__INSTRUCTIONS TO FOLLOW__
What do the lines from the one containing "pin: sky | one" through the end of the entries say? Quote them exactly, and only them.

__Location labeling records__
⁂
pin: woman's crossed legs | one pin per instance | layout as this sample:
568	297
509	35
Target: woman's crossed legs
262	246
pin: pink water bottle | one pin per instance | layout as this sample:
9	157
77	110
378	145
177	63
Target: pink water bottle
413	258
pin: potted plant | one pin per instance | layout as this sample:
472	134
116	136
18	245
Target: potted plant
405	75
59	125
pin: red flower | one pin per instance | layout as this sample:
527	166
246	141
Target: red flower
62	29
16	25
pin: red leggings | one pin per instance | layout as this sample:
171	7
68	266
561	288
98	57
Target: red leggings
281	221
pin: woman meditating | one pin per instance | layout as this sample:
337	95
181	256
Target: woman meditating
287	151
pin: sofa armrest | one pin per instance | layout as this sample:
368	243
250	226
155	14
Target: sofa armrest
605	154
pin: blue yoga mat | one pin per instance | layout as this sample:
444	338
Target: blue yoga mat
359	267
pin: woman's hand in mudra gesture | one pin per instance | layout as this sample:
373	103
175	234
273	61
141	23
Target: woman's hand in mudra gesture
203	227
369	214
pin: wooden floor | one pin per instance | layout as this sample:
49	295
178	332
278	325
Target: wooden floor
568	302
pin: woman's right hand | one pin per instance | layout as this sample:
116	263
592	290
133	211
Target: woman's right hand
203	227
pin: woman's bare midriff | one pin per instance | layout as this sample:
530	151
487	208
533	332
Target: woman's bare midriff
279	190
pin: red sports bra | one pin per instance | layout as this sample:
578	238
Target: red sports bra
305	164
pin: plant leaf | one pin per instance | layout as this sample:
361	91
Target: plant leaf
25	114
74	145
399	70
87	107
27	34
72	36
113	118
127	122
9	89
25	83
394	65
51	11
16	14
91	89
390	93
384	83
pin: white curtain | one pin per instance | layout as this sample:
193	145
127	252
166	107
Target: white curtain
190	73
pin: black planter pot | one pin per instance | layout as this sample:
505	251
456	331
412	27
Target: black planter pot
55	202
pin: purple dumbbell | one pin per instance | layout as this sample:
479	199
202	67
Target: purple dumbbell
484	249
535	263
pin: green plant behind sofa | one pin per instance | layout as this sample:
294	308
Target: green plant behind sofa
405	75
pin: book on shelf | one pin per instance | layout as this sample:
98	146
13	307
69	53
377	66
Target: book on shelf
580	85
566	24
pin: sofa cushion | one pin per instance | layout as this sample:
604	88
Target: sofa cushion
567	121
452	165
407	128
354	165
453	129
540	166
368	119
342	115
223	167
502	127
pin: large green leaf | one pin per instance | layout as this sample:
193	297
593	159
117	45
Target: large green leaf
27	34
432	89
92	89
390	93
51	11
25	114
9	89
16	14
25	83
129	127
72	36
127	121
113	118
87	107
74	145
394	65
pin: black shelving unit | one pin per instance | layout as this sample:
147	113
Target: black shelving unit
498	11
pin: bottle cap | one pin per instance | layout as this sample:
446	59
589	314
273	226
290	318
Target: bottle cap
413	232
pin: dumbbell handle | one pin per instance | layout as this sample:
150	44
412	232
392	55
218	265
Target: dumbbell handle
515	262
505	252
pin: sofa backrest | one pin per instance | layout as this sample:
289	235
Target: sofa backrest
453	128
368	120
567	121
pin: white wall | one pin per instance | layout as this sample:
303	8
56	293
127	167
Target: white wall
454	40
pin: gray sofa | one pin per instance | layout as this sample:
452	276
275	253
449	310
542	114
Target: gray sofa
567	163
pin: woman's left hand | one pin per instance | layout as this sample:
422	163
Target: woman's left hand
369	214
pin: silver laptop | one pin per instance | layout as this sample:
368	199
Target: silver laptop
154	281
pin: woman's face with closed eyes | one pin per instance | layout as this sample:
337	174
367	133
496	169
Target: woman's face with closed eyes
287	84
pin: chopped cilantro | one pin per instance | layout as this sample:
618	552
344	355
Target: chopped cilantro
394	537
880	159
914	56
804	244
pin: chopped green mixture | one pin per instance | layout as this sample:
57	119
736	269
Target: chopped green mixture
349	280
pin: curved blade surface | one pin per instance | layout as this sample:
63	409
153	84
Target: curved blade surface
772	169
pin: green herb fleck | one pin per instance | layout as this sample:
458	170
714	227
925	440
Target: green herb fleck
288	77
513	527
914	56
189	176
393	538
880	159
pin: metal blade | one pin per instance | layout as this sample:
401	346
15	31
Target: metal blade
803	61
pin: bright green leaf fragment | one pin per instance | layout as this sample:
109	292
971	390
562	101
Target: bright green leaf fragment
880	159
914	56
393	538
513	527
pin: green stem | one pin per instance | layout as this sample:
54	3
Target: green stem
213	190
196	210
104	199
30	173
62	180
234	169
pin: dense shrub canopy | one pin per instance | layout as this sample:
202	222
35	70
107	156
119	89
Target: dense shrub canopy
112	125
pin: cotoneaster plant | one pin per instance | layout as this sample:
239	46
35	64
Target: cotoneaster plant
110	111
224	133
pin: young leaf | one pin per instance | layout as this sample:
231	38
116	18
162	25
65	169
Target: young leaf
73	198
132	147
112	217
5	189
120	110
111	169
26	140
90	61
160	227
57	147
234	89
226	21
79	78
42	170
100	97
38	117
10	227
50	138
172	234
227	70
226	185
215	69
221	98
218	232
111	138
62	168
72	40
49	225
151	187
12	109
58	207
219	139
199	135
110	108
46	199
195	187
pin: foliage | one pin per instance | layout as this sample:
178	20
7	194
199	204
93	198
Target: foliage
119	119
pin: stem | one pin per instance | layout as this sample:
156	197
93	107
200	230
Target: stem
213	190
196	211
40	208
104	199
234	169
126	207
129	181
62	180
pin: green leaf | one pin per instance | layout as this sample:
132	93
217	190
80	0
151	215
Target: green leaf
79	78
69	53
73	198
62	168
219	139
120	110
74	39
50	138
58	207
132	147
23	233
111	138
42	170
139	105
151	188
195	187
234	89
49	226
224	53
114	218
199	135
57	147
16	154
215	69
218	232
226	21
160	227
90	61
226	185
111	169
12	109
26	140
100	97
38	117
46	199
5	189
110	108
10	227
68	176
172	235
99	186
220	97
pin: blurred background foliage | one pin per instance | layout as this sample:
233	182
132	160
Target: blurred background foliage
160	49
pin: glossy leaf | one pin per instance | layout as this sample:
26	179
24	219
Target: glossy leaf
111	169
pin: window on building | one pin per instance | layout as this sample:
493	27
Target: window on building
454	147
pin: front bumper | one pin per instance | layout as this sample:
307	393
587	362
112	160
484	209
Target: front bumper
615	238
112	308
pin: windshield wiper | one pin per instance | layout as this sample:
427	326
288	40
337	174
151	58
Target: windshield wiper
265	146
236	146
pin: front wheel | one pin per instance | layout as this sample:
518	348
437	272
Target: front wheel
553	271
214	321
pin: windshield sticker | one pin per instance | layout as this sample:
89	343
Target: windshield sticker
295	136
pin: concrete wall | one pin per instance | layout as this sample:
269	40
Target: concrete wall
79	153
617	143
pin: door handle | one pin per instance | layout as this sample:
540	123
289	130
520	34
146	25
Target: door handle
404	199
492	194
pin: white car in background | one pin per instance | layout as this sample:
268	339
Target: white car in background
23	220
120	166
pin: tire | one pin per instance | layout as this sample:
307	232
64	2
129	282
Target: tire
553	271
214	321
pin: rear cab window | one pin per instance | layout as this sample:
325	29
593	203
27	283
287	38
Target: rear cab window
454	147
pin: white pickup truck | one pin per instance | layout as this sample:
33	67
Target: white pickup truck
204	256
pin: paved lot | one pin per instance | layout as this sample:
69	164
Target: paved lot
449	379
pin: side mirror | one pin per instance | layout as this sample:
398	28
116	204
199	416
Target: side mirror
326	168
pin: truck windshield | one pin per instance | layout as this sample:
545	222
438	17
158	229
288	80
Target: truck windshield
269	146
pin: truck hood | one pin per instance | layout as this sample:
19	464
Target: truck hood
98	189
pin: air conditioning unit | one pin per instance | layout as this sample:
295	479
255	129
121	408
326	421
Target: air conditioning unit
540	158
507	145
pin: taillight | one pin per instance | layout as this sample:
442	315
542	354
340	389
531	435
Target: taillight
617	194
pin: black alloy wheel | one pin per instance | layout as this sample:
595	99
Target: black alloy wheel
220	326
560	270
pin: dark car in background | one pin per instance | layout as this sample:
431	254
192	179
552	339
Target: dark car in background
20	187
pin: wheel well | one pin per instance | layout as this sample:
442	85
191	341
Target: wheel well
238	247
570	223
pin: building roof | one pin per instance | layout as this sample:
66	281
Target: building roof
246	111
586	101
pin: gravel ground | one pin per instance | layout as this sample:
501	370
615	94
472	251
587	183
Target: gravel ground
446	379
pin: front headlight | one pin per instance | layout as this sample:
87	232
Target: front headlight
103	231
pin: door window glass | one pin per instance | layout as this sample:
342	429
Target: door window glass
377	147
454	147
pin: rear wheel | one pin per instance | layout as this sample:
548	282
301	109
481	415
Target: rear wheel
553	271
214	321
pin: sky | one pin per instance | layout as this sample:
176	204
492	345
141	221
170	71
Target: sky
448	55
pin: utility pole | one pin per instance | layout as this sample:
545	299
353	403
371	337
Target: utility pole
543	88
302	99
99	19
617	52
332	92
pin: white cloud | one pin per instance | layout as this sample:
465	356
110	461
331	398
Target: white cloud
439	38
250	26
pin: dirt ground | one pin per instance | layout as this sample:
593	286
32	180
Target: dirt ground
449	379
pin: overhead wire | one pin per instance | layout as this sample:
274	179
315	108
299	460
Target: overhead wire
⁂
__OUTPUT OF THE EXERCISE__
pin: sky | one pin per instance | layout as this sample:
176	204
492	345
141	221
170	71
Target: sky
448	55
pin: utility pole | one pin per instance | layout as this sample:
545	299
353	403
371	337
Target: utility pole
543	88
302	99
99	19
617	52
332	92
pin: white cloud | one pin per instance | layout as this sample:
465	356
110	461
331	398
Target: white cloud
439	38
250	26
pin: dirt ground | one pin per instance | layout as this sample:
593	286
32	180
Target: dirt ground
449	379
pin: overhead wire | one pin per instance | layout as this sample:
274	179
315	108
299	460
Target: overhead wire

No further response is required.